Reproduce verbatim only the lines of the records below, everything from the line containing "Please examine the photo and determine if any concrete" down to the line containing "left=0, top=180, right=450, bottom=224", with both of those lines included.

EXERCISE INPUTS:
—————
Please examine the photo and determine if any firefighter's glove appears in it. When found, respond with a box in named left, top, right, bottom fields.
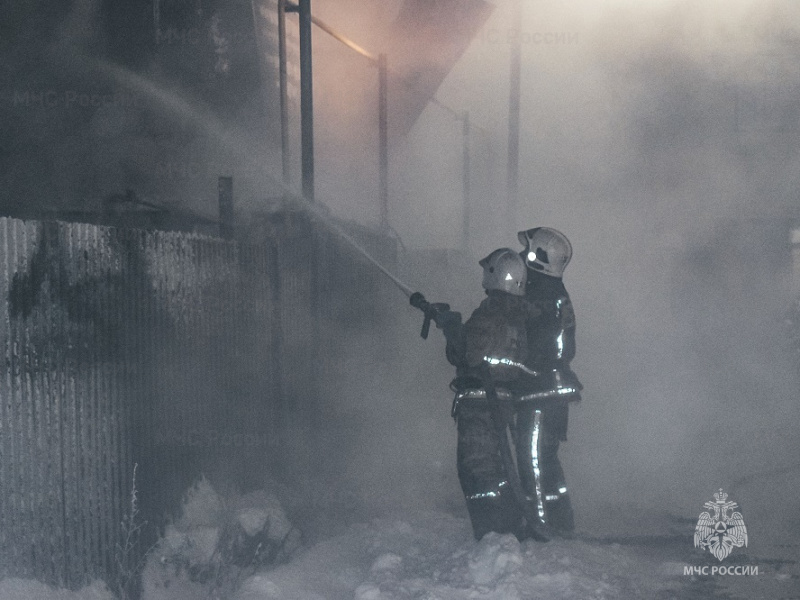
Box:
—————
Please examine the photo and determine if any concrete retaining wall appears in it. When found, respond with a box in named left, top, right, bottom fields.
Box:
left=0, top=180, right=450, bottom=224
—————
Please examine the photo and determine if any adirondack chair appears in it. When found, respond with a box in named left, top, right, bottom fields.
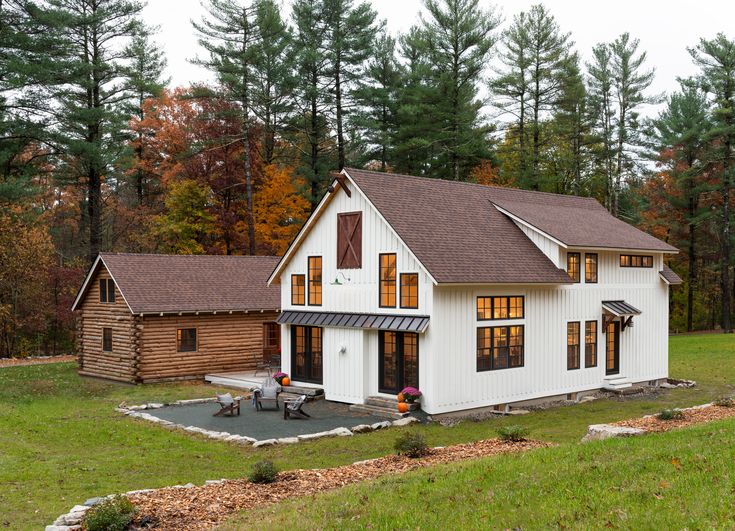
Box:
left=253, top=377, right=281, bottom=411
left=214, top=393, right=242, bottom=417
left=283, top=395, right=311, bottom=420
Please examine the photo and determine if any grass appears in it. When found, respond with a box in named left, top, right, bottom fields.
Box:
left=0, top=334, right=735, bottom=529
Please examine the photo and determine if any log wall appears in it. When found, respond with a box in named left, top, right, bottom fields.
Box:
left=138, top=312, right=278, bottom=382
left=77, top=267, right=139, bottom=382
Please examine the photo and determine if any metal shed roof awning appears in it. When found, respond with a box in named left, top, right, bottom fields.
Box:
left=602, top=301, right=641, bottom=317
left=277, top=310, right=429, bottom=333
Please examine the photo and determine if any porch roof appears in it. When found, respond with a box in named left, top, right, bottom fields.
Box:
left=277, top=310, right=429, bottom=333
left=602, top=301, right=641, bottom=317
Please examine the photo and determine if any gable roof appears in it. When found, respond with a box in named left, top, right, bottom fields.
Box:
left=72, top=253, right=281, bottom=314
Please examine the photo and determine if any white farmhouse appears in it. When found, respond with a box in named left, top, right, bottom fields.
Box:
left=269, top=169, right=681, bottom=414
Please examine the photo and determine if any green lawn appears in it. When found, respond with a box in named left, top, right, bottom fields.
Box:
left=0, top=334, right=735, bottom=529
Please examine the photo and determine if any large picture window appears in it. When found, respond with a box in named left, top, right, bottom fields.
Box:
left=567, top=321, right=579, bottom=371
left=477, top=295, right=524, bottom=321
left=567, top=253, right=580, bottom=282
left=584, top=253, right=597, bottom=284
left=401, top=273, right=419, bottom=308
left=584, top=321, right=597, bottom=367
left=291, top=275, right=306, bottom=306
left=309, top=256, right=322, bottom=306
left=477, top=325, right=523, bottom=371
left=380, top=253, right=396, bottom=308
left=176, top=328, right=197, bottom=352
—————
WRITTEN ANSWER:
Please examine the photo and determine if any concrete retaining wall appears in it. When found, respond with a box in named left, top, right, bottom fields.
Box:
left=0, top=180, right=450, bottom=224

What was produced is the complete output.